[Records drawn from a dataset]

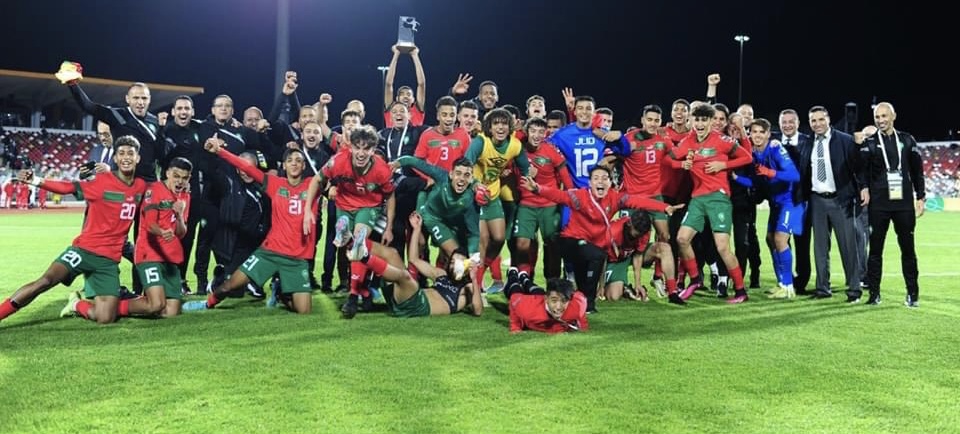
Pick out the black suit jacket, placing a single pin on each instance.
(96, 154)
(845, 162)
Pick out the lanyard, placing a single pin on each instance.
(883, 149)
(403, 137)
(149, 131)
(616, 250)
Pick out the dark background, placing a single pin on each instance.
(625, 54)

#### ABOUT THIS EXERCISE
Retype each entry exactly as it appears, excluding any image.

#### ANSWER SPACE
Pick out the black suit jacket, placing a single pin on each instance.
(96, 154)
(845, 162)
Pick out the lanyard, placing a single pin on each instance.
(883, 149)
(403, 137)
(149, 131)
(616, 250)
Pick out the dark background, placing a single pin on each instance.
(625, 54)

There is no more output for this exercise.